▸ EXTRACTED ENTRIES
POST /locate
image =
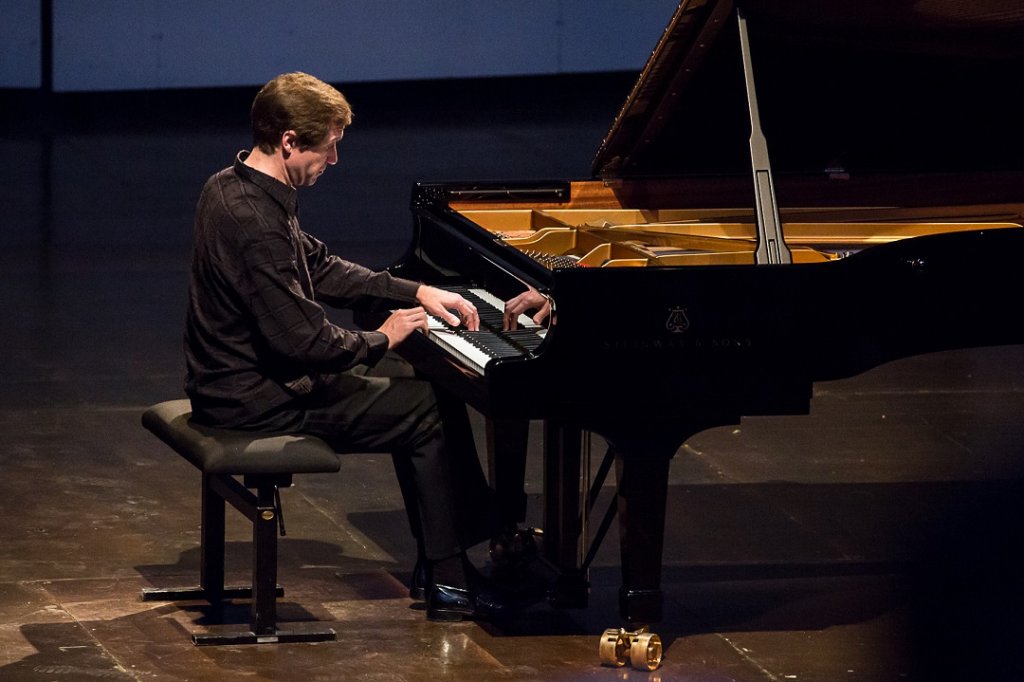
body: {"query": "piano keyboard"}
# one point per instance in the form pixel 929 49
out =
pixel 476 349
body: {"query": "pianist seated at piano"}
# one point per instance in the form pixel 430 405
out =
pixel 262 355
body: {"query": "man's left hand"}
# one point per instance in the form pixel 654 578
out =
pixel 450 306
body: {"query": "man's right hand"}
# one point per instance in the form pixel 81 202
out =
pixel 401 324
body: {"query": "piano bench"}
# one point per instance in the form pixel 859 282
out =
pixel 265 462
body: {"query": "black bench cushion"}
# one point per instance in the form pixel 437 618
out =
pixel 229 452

...

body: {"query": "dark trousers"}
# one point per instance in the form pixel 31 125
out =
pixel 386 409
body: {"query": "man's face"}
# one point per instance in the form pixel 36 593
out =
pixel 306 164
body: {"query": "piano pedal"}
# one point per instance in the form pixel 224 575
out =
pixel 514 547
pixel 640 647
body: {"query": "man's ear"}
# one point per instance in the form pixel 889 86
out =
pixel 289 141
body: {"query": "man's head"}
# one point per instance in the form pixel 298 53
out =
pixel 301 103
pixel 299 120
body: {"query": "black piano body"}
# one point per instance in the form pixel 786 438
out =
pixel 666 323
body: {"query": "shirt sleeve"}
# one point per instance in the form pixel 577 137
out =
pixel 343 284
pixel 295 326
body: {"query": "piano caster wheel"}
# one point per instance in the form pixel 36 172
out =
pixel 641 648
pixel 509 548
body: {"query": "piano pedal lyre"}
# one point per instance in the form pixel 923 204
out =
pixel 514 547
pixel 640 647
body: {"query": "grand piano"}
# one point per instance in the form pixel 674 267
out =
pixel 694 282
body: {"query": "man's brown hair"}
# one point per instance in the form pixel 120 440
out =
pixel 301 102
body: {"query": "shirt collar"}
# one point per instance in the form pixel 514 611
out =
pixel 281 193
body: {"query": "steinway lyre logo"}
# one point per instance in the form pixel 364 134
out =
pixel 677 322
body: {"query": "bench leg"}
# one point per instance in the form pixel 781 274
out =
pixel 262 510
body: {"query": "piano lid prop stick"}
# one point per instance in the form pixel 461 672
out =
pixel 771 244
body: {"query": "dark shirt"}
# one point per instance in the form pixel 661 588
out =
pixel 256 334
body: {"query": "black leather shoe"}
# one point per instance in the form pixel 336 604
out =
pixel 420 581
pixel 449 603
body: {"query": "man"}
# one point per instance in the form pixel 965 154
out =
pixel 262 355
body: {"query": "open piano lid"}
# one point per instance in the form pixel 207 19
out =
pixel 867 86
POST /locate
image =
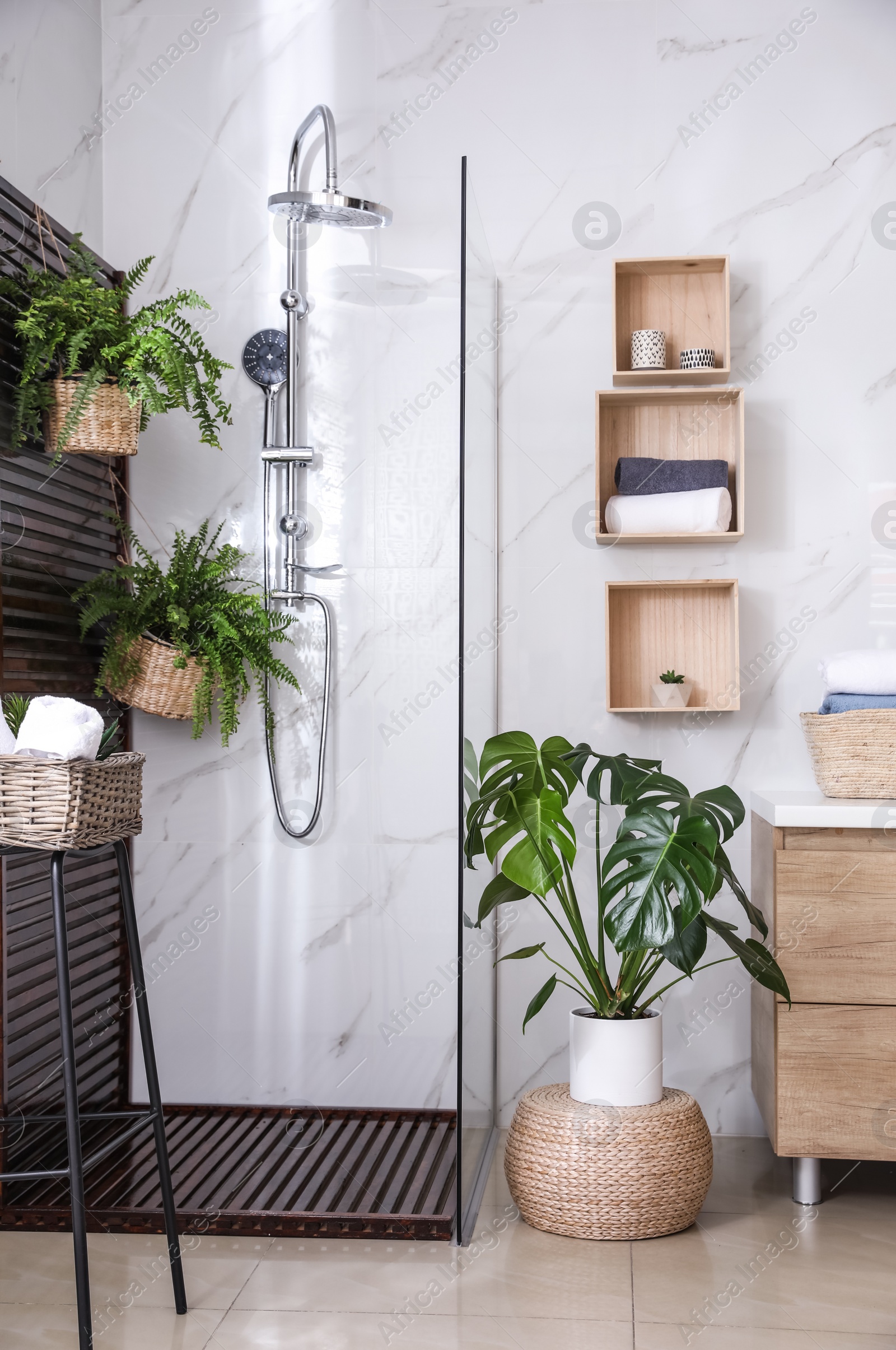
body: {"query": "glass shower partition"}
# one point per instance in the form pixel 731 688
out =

▸ PROBLEM REQUIREMENTS
Extract each line of the entries above that contains the string "lyre".

▸ THE ANSWER
body: {"query": "piano pedal lyre"}
body: {"query": "steinway lyre logo"}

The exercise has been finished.